* _What to do_
Only the lines from the start of the entries through the line with "like (150, 97)." should be returned, each exactly as it stands, and no pictures.

Records contained in a dataset:
┌──

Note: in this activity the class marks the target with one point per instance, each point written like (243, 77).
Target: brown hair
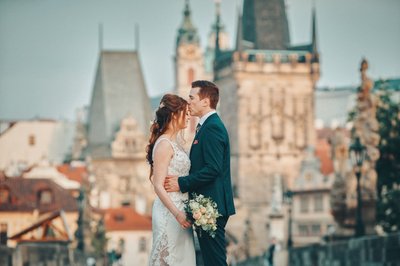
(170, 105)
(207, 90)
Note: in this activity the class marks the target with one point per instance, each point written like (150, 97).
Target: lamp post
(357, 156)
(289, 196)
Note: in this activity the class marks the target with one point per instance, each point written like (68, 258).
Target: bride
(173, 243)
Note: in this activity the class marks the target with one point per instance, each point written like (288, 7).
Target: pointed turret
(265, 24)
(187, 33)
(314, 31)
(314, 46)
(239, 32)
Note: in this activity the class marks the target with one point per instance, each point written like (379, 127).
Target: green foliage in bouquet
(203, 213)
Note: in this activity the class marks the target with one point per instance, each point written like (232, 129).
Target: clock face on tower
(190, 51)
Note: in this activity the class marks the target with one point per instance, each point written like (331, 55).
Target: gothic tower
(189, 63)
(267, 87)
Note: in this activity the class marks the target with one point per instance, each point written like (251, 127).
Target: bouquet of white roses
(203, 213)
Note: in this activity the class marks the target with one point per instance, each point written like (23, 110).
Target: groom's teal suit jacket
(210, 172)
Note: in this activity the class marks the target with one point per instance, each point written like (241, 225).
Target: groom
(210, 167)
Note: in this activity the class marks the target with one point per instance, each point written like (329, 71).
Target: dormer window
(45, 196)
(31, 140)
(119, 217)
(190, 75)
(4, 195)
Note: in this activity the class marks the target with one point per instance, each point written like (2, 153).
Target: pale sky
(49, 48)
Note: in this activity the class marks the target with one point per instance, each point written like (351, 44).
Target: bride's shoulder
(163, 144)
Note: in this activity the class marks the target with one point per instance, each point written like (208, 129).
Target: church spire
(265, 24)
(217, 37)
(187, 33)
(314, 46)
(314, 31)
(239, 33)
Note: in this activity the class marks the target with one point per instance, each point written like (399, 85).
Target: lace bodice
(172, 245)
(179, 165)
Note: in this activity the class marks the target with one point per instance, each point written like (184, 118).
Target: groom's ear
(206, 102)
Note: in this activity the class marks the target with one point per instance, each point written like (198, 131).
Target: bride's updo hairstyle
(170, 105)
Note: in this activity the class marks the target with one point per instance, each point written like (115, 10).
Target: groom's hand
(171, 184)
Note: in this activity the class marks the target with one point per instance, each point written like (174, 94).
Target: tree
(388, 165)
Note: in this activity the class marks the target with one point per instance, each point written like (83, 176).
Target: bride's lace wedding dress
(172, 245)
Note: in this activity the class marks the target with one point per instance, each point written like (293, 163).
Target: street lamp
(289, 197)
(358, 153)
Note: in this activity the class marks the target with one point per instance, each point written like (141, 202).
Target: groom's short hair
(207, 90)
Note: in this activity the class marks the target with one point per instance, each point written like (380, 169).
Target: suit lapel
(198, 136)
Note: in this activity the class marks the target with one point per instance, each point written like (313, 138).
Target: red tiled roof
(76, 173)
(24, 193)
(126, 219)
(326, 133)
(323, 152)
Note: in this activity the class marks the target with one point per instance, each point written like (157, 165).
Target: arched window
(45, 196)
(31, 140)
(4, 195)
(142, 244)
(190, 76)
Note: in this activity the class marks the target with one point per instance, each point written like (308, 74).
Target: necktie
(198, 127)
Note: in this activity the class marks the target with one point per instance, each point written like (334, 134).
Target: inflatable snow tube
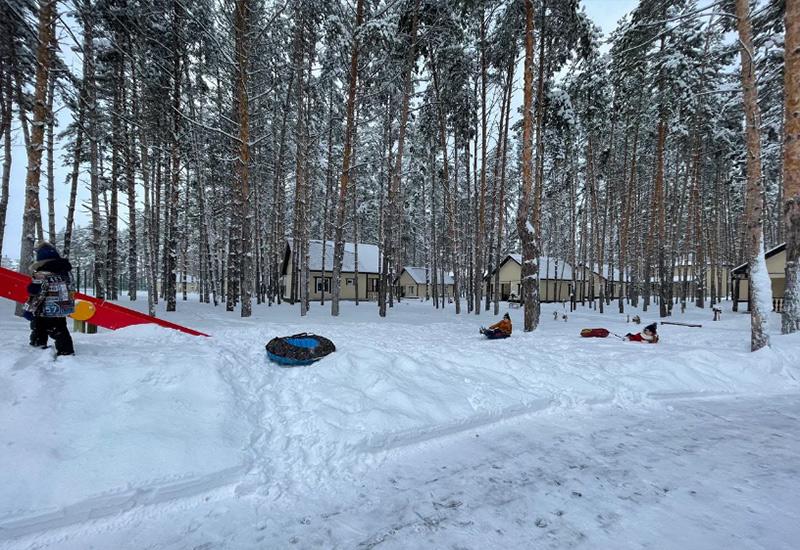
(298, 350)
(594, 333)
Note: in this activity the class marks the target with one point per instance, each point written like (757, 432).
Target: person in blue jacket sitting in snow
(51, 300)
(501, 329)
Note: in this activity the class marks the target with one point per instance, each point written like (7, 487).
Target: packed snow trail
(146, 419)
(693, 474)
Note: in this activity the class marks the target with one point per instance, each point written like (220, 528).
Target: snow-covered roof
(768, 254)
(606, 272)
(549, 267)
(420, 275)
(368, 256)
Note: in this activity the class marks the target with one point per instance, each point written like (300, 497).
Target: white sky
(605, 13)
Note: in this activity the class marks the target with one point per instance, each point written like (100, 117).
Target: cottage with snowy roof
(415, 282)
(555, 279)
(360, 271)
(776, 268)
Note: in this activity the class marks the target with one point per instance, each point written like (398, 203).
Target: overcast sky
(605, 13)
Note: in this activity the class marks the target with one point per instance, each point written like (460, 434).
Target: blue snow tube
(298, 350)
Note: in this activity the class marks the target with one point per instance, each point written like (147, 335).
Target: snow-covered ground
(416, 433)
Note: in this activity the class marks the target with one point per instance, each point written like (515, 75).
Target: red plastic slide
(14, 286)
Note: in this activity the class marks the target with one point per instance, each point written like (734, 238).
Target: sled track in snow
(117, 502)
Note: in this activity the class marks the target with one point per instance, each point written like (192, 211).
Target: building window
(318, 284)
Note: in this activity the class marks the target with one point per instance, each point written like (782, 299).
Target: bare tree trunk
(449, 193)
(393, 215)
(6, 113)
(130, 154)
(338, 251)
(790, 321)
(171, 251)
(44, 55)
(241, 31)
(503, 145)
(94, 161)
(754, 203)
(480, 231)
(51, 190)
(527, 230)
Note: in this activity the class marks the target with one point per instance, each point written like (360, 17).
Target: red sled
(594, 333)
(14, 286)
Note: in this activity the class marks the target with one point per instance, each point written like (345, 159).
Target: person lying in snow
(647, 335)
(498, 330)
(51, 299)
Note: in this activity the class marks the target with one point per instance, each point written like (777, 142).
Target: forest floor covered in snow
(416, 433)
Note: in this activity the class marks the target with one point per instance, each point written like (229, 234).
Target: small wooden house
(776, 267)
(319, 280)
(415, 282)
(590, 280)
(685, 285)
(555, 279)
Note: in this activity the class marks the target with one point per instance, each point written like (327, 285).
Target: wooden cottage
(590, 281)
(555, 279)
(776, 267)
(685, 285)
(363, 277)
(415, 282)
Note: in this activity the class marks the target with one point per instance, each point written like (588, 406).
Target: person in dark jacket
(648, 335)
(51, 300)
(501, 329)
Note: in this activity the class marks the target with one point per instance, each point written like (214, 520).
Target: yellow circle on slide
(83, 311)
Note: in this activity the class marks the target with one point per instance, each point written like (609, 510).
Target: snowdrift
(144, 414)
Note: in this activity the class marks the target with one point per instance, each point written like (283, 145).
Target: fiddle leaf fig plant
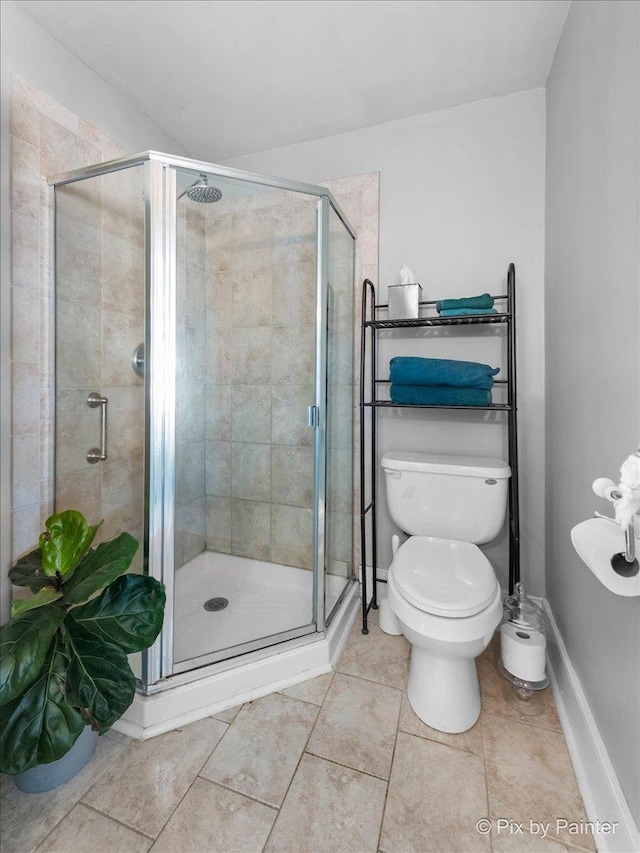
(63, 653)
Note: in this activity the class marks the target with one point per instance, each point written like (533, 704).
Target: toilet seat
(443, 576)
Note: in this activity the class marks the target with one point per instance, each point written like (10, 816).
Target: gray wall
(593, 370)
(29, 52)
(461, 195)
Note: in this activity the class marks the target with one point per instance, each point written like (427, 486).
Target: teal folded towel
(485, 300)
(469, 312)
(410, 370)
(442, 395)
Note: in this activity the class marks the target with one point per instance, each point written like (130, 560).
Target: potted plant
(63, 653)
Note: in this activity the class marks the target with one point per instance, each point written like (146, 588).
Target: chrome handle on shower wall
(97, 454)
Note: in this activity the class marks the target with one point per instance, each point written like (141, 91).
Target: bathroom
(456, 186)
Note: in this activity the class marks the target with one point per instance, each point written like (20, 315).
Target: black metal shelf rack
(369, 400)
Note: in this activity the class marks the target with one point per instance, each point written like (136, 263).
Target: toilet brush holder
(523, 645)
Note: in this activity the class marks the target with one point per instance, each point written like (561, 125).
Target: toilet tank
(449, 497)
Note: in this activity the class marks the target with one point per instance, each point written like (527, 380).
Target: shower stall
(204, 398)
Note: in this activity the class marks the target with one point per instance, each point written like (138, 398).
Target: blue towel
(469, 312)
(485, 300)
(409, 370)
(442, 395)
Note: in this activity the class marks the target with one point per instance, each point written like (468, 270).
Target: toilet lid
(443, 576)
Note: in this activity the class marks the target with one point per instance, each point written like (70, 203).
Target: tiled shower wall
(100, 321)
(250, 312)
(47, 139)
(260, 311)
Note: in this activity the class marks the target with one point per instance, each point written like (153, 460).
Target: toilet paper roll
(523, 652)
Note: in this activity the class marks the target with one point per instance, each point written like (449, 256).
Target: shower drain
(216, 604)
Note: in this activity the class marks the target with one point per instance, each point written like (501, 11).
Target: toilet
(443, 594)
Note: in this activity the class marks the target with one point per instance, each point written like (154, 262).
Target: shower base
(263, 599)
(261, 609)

└──

* _Answer space_
Note: in this activity the class marks the target with one point per instance, each point written like (243, 77).
Target: brown hair
(170, 105)
(207, 90)
Note: in this activity the class marks the target with one point per instance, each point written like (150, 97).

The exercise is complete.